**DATA SUPPLIED**
----

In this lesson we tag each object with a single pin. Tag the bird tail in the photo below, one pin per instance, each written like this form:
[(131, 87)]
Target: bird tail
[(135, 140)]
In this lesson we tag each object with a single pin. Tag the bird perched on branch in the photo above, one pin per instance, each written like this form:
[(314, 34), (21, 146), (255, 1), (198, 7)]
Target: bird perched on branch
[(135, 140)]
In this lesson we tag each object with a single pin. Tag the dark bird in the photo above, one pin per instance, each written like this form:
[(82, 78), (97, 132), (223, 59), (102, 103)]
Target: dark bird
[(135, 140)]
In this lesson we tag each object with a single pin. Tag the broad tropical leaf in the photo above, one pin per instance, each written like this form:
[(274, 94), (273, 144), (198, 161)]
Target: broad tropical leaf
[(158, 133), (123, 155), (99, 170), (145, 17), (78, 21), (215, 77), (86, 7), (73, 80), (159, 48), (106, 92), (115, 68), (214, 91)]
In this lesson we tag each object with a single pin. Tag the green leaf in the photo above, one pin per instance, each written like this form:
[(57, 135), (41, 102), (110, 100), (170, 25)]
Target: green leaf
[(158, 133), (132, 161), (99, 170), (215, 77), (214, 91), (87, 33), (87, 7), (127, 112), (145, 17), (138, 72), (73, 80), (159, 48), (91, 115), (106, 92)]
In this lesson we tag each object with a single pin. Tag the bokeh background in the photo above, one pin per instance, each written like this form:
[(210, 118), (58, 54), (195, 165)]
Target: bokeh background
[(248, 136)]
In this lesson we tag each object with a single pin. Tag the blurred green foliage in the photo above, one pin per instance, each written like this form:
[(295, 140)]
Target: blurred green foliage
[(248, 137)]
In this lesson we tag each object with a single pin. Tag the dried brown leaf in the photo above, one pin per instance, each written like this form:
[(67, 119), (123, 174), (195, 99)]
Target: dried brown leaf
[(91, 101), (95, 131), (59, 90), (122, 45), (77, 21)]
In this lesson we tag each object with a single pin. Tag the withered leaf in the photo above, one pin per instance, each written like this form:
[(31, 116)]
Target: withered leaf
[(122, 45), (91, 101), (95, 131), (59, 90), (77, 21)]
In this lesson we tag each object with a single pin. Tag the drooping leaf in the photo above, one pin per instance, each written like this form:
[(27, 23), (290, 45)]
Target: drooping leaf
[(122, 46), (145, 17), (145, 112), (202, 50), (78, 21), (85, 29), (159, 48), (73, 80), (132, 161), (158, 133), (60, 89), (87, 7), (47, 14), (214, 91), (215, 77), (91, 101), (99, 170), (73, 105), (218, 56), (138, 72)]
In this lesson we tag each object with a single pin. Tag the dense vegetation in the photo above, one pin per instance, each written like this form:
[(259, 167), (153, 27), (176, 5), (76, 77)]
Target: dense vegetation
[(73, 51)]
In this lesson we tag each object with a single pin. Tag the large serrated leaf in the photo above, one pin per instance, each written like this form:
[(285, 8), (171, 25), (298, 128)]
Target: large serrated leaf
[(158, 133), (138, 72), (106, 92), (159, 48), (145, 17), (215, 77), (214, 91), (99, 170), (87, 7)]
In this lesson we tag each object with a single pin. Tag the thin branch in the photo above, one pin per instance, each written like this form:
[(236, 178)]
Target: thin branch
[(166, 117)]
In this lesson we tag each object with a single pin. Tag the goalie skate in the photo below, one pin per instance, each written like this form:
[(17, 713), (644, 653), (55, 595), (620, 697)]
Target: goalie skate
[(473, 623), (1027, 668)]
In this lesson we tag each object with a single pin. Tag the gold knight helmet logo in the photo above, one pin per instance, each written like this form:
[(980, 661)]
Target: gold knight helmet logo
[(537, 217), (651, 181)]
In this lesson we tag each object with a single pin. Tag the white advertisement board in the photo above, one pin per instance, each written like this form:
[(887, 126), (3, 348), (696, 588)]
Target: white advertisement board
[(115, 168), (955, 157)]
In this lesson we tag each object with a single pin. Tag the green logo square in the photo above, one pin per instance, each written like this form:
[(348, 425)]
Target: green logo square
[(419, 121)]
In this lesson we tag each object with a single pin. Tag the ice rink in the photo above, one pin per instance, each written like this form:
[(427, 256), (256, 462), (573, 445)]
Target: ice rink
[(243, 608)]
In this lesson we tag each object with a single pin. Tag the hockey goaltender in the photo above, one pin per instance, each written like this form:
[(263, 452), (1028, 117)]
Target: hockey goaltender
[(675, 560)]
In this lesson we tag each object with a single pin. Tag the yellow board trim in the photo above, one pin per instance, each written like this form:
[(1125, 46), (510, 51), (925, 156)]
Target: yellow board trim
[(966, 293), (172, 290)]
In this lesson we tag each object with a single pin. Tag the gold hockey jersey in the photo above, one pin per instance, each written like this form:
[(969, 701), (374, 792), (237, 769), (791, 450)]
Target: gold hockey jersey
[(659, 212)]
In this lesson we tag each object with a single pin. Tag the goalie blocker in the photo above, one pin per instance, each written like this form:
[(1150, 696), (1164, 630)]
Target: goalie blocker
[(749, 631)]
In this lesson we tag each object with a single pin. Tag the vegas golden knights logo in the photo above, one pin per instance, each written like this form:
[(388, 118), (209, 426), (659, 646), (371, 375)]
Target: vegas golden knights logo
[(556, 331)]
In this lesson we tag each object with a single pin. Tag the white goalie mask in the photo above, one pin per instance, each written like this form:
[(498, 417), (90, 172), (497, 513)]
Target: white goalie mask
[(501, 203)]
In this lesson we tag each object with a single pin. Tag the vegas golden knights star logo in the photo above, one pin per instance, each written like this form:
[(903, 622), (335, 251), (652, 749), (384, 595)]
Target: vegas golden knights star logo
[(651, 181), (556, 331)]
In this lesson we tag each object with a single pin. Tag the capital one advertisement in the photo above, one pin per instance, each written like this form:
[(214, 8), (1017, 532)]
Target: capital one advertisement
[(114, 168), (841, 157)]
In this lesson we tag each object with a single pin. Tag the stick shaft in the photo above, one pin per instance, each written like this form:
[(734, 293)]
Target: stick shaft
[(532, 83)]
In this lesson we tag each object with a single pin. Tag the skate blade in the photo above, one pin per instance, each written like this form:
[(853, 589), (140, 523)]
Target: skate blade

----

**DIRECTIONS**
Return all of the material above exactly as it stands.

**EXPECTED ANSWER**
In this lesson we tag each object with a single pin. Tag the bird tail in the photo below, one pin per instance, each written like this form:
[(131, 87)]
Target: bird tail
[(135, 140)]
In this lesson we tag each object with a single pin. Tag the bird perched on branch in the photo above, one pin per instance, each written like this form:
[(314, 34), (21, 146), (255, 1), (198, 7)]
Target: bird perched on branch
[(135, 140)]
In this lesson we tag each object with a single pin. Tag the dark bird in the photo above, one pin per instance, each written like this form:
[(82, 78), (97, 132), (223, 59), (102, 103)]
Target: dark bird
[(135, 140)]
In this lesson we tag each object with a single pin. Tag the broad tropical leaf in the photo above, one pin per instance, each written like this form:
[(274, 94), (273, 144), (198, 161)]
Target: broad tropical leaf
[(158, 133), (123, 155), (99, 170), (145, 17), (78, 21), (215, 77), (86, 7), (73, 80), (159, 48), (106, 92), (115, 68), (214, 91)]
In this lesson we tag each object with a single pin. Tag the green leaf in the photo above, one pin per instance, each written like this form:
[(57, 135), (41, 102), (110, 100), (170, 25)]
Target: green leaf
[(158, 133), (132, 161), (99, 170), (215, 77), (214, 91), (87, 33), (87, 7), (127, 112), (145, 17), (138, 72), (73, 80), (159, 48), (91, 115), (106, 92)]
In this lesson we tag each object with a single pin. Tag the bokeh background in the photo above, one pin per instance, each written like this form:
[(210, 118), (58, 54), (195, 165)]
Target: bokeh background
[(248, 136)]
In this lesson we tag each object with a single pin. Tag the blurred green foliage in the photo above, one pin per instance, each written like this form:
[(295, 140)]
Target: blurred green foliage
[(248, 137)]
In this lesson we tag each object with a single pin. Tag the dried brown leaf in the photo above, one pin per instance, each written like this form:
[(67, 119), (123, 174), (195, 99)]
Target: dried brown leaf
[(91, 101), (95, 131), (59, 90), (122, 45), (77, 21)]
In this lesson we tag each object with a single pin. Tag the withered leaf in the photo above, one pin per instance, each written like this form:
[(31, 116)]
Target: withered leaf
[(122, 45), (91, 101), (95, 131), (59, 90), (77, 21)]
In this lesson we tag each object with a single pin. Tag the drooping leaf in the photo above, one pin per instance, each written like this form:
[(27, 23), (290, 45)]
Target: drooping leaf
[(122, 46), (145, 17), (145, 112), (202, 50), (78, 21), (85, 29), (159, 48), (73, 80), (132, 161), (158, 133), (60, 89), (87, 7), (47, 14), (214, 91), (215, 77), (91, 101), (99, 170), (73, 105), (218, 56), (138, 72)]
In this lesson we tag each object with a single pin. Tag the dense vegetation in the photo above, one pin per instance, each written like this form:
[(259, 167), (153, 27), (176, 5), (76, 77)]
Target: dense vegetation
[(73, 51)]
In this lesson we tag each object with a single pin. Tag the large serrated leaf in the photo above, one pin per instance, each written like this form:
[(285, 8), (171, 25), (298, 128)]
Target: large serrated leaf
[(158, 133), (138, 72), (106, 92), (159, 48), (145, 17), (215, 77), (214, 91), (99, 170), (87, 7)]
In this lesson we tag each object with a single pin. Tag the thin branch in the photo above, one pin per instance, each written like this form:
[(236, 178)]
Target: thin branch
[(166, 117)]
In this lesson we tag each object with a single pin. Tag the goalie skate in the photo below, one pin per instance, each written like this form:
[(17, 713), (644, 653), (55, 595), (620, 697)]
Target: goalie skate
[(473, 623), (1027, 668)]
In this lesson we tag each object with a single pin. Tag the gold knight helmet logo in the photo above, one pin per instance, each written like this form:
[(980, 661)]
Target: gold knight helmet logo
[(537, 217), (651, 181)]
In this lesson we tag each object with a single pin. Tag the white advertisement board in the photo above, one pin per instance, each written like this form:
[(887, 126), (3, 348), (696, 588)]
Target: white advertisement board
[(115, 168), (955, 157)]
In this lesson we tag each object with a single pin. Tag the green logo square in the photo above, one pin per instance, each written like this form:
[(348, 425)]
Target: green logo square
[(419, 121)]
In this lesson we tag each object with a single pin. Tag the ice rink in the photo above, one pin per instance, each written like this form:
[(427, 256), (256, 462), (573, 445)]
Target: ice rink
[(243, 608)]
In this lesson we tag each object with a single pin. Tag the hockey goaltender in the photo above, one pin per instance, each written like this form:
[(263, 452), (1028, 117)]
Target: hockey goaltender
[(675, 560)]
In this lesson we tag each object with a single pin. Tag the yellow board trim in the photo above, one pin per instance, each written like this form:
[(1125, 46), (510, 51), (925, 156)]
Target: yellow board trim
[(966, 293), (172, 290)]
In this lesson we tag each object with a single pin. Tag the gold hockey jersey in the photo above, one pin per instance, each written like this form:
[(969, 701), (374, 792), (237, 769), (791, 450)]
Target: gold hockey jersey
[(659, 212)]
In this lesson we tag each object with a single pin. Tag the goalie blocker in the photo above, one pin per instance, each written like this form:
[(1150, 696), (1164, 630)]
Target: goalie blocker
[(749, 631)]
In this lesson we tag each object with a single pin. Tag the vegas golden knights logo in the photo above, one pin per instance, each written like this form:
[(388, 118), (209, 426), (659, 646), (371, 375)]
Target: vegas golden knights logo
[(556, 331)]
In this lesson we tag each object with a single pin. Tag the white goalie mask in the photo above, one pin per instance, each written like this form:
[(498, 417), (90, 172), (497, 513)]
Target: white goalie mask
[(501, 203)]
In this lesson we tag each object with a single pin. Tag the vegas golden knights star logo in the photo above, one pin per instance, each written like this form:
[(903, 622), (335, 251), (652, 749), (384, 595)]
Target: vegas golden knights star logo
[(651, 181), (556, 331)]
In this lesson we tag each object with a single pin. Tag the capital one advertisement in the photo above, one pin per instance, each written like this form:
[(214, 8), (1017, 532)]
Target: capital one advertisement
[(114, 168), (841, 157)]
In this lesson we tag each object with a single pin. Tag the stick shaft in the photo above, one pin per instance, each written like this form:
[(734, 293)]
Target: stick shaft
[(532, 83)]
In this lesson we tag each object with a single pin. Tag the skate blade in the photo above, one pin per instance, each written like this form:
[(853, 589), (140, 523)]
Target: skate blade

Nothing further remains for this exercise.